To be done:
[1] Reproduce everything in the folder-sharing thread below from "I forgot to" down to "earlier folders (doh!)".
[2] Answer these questions from the folder-sharing thread below:
(a) Which edition of Windows XP does the laptop run?
(b) What model is the wireless router?
(c) What firewall does the original poster run?
[3] List every software or hardware product that the folder-sharing thread below mentions by name.
[Start Passage]
# [SOLVED] folder sharing on wireless network



## zuluclayman (Dec 16, 2005)

Hi, 
I have a desktop PC and a laptop (both running Windows XP - desktop has home version, laptop has professional) - I have set up a wireless network and have a number of folders on my desktop able to be accessed from my laptop - all's well there - I want to add another folder to the ones I can presently access.
I went to folder properties (on desktop) of folder I want to be able to access > sharing tab> ticked boxes for sharing and writing. When I look at folder now it has sharing thingy (hand) under it but when I look for it in network places on my laptop it doesn't show. What have I forgotten to do?

thanks in advance


----------



## zuluclayman (Dec 16, 2005)

*Re: folder sharing on wireless network*

I forgot to mention wireless router is Netgear DG834_G and I run McAfee Firewall, tho, as I said all has been fine for other folders I nominated earlier. I have forgotten how I set the network up to share those earlier folders (doh!)


----------



## zuluclayman (Dec 16, 2005)

*Re: folder sharing on wireless network*

This is what I see on my laptop when I go to My Network Places


----------



## johnwill (Sep 26, 2002)

*Re: folder sharing on wireless network*

You appear to be doing the process correctly, don't know what is going on. What do you see on the desktop in Network Places? You should see the shared folders listed if they're configured correctly.


----------



## zuluclayman (Dec 16, 2005)
[End Passage]
[Start Data listing]
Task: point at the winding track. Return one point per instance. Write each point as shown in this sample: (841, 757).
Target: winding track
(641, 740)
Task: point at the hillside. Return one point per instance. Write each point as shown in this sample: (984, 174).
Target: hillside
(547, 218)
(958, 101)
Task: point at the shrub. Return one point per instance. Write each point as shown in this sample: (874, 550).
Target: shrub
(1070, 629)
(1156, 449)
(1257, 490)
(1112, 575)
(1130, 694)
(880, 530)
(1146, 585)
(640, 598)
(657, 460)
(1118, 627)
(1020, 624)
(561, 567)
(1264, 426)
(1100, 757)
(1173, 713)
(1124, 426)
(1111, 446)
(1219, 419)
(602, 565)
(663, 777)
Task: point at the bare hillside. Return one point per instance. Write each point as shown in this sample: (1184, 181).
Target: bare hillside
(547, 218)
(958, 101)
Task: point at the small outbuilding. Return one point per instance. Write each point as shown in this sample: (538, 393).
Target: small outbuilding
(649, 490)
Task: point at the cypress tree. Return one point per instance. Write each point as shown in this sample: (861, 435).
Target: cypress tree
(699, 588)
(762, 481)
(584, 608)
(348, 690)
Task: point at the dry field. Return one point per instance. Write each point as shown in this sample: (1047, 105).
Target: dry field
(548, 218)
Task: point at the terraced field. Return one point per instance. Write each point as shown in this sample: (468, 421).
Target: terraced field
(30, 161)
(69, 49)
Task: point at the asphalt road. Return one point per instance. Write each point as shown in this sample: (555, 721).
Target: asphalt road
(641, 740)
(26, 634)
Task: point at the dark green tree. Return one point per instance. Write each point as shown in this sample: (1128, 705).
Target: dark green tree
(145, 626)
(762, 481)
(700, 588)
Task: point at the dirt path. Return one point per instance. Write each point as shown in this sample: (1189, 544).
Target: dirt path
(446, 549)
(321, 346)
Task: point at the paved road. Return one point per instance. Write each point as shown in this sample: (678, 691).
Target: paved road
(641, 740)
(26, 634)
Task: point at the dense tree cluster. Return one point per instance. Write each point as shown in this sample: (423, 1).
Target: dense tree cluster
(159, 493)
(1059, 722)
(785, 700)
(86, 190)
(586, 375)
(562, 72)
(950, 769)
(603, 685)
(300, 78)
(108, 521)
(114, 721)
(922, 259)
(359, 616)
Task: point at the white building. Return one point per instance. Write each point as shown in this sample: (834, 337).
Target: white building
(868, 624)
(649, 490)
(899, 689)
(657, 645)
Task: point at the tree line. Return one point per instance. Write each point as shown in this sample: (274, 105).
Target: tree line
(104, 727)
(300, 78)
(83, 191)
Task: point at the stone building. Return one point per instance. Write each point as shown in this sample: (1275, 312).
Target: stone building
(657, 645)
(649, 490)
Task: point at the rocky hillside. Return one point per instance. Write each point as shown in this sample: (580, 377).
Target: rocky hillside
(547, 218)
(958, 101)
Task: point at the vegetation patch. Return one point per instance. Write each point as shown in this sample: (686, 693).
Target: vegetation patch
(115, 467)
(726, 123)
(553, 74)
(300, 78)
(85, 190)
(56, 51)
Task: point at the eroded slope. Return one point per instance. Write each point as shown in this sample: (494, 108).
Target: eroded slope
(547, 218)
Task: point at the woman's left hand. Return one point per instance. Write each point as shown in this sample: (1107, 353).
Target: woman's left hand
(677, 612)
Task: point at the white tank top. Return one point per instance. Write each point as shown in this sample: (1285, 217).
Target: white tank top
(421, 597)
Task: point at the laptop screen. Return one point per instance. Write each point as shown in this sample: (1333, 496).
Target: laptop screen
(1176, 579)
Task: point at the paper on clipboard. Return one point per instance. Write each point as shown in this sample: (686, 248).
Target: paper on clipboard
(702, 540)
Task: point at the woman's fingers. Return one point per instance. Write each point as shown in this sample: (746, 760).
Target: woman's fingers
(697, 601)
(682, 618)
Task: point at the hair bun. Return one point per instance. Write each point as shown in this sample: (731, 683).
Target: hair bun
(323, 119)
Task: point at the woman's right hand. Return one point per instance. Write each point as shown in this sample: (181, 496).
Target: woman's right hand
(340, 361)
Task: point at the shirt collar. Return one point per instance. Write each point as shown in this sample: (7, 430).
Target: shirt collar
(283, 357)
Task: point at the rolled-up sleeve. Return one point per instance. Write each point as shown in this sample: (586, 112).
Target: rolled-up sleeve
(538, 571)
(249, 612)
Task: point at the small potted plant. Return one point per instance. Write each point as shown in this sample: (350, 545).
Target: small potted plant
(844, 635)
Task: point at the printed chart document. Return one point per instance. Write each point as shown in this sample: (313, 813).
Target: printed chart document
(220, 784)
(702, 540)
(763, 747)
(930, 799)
[End Data listing]
Worked solutions:
[1]
I forgot to mention wireless router is Netgear DG834_G and I run McAfee Firewall, tho, as I said all has been fine for other folders I nominated earlier. I have forgotten how I set the network up to share those earlier folders (doh!)

[2]
(a) Professional
(b) Netgear DG834_G
(c) McAfee Firewall

[3]
- Windows XP
- Netgear DG834_G
- McAfee Firewall